— begin Input for this task —
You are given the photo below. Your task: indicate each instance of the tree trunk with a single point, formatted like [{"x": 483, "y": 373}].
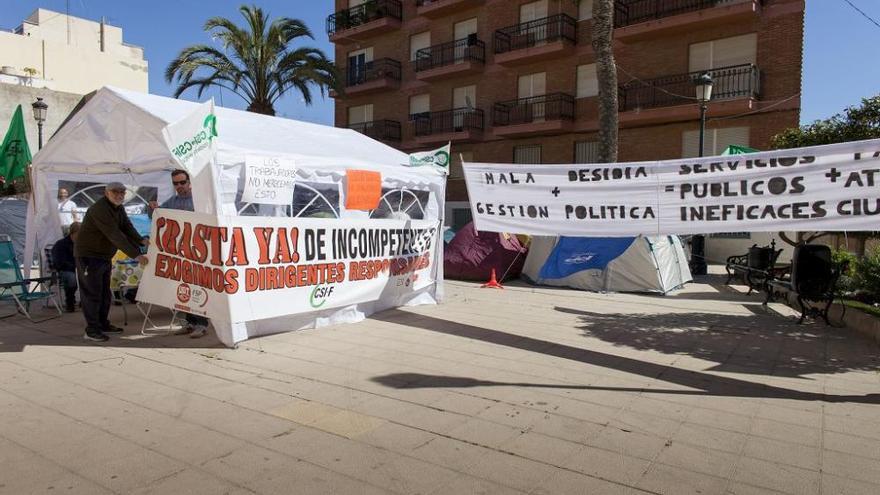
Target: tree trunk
[
  {"x": 262, "y": 107},
  {"x": 606, "y": 73}
]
— end Input for this task —
All of the material above should be reproduced exactly, except the pictures.

You are given the photo below. Your task: indicate each instance of the tree trunk with a single point, formatted like [{"x": 483, "y": 373}].
Target: tree trunk
[
  {"x": 262, "y": 107},
  {"x": 606, "y": 73}
]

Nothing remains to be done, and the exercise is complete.